Collection entries:
+-------+

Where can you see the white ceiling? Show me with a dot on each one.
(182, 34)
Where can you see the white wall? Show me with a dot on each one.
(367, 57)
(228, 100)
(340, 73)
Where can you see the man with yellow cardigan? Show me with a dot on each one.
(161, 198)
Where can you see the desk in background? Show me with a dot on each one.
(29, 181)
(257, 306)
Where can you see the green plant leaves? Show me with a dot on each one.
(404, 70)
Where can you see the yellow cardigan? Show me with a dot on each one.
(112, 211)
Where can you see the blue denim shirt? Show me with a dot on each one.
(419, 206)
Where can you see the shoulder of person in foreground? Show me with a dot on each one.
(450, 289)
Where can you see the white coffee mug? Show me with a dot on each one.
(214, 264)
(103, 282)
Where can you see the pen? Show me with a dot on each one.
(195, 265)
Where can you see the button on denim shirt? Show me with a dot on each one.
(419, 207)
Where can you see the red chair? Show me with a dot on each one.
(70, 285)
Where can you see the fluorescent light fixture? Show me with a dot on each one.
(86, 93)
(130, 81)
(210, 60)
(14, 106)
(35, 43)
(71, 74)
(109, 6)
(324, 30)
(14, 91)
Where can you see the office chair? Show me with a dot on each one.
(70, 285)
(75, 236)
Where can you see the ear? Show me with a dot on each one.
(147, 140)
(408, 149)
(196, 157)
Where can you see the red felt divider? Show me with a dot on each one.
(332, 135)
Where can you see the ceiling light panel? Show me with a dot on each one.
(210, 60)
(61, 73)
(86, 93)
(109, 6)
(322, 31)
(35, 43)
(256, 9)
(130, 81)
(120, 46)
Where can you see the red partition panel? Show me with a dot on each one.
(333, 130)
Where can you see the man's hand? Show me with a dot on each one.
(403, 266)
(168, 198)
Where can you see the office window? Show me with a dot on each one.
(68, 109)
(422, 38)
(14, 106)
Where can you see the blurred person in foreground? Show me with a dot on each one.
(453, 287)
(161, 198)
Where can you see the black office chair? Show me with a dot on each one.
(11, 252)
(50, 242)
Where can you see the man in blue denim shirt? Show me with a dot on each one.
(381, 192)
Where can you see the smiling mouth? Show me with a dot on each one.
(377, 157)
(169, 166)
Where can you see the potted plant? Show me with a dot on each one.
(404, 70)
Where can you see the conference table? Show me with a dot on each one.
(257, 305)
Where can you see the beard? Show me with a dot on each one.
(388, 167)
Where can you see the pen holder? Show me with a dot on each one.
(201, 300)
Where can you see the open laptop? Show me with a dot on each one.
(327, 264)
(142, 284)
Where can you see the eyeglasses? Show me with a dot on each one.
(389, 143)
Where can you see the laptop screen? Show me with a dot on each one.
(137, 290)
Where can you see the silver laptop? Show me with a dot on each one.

+-------+

Required work: Copy every one of the records above word for word, with nothing changed.

Complete output:
Where can you see the white ceiling? Show me with a dot on each one.
(182, 34)
Where can you see the white wall? Show me with a dot on each one.
(367, 57)
(228, 100)
(340, 73)
Where can you see the man with yellow cardigan? Show me with a dot on each one.
(161, 198)
Where can you see the desk in background? Show me with a dot on each one.
(29, 181)
(257, 306)
Where can you see the green plant leaves? Show me with a dot on each one.
(404, 70)
Where can you see the yellow cardigan? Show me with a dot on each one.
(112, 211)
Where can you see the blue denim shirt? Show me with a dot on each one.
(419, 206)
Where can you see the shoulder of person in foreground? Show me with a dot on each one.
(450, 289)
Where can you see the white coffee mug? Show me with a dot on each one.
(214, 264)
(103, 282)
Where can you see the pen? Show me with a dot on each one.
(195, 265)
Where can you see the button on denim shirt? Show me with a dot on each one.
(419, 207)
Where can you see the red chair? Show me with a dot on each one.
(70, 285)
Where can you see the fluorescent light fixture? Show me with a dot on each one.
(86, 93)
(130, 81)
(210, 60)
(14, 106)
(35, 43)
(71, 74)
(109, 6)
(324, 30)
(14, 91)
Where can you see the office chair? Show me with a dot on each one.
(70, 285)
(75, 236)
Where can you see the ear? Show me with a dot on each one.
(147, 140)
(408, 149)
(196, 157)
Where can you see the red felt divider? Show me with a dot on each one.
(332, 135)
Where can you see the ceiling light panel? Show me with a dot on each one.
(210, 60)
(61, 73)
(86, 93)
(109, 6)
(322, 31)
(35, 43)
(256, 9)
(130, 81)
(120, 46)
Where can you see the red partition panel? Show me with a dot on each one.
(333, 130)
Where can you see the man's hand? Show me with a dot on each one.
(403, 266)
(168, 198)
Where can you see the office window? Show me with a dot on each one.
(68, 109)
(422, 38)
(14, 106)
Where can you see the blurred person in foreground? Show me with a dot on each one.
(453, 287)
(161, 198)
Where can you see the black office chair? Show me with a dot on each one.
(11, 252)
(50, 242)
Where can you see the man in blue denim shirt? Show me with a dot on each one.
(381, 192)
Where can you see the smiling mouth? Show me with a dot on each one.
(377, 157)
(169, 166)
Where can you see the potted plant? Show me with a dot on each one.
(404, 70)
Where can you see the conference table? Show me with a dot on each one.
(257, 305)
Where can you see the beard? Show me with a dot on each one.
(388, 167)
Where can you see the pen holder? Show me with a dot on each one.
(201, 300)
Where can you see the open laptop? Show me with a dot on each one.
(327, 264)
(142, 284)
Where can you see the eyeglasses? Show me with a dot on each one.
(389, 143)
Where can you see the laptop screen? Show me with a dot on each one.
(137, 290)
Where can you see the silver laptop? Show me with a dot on each one.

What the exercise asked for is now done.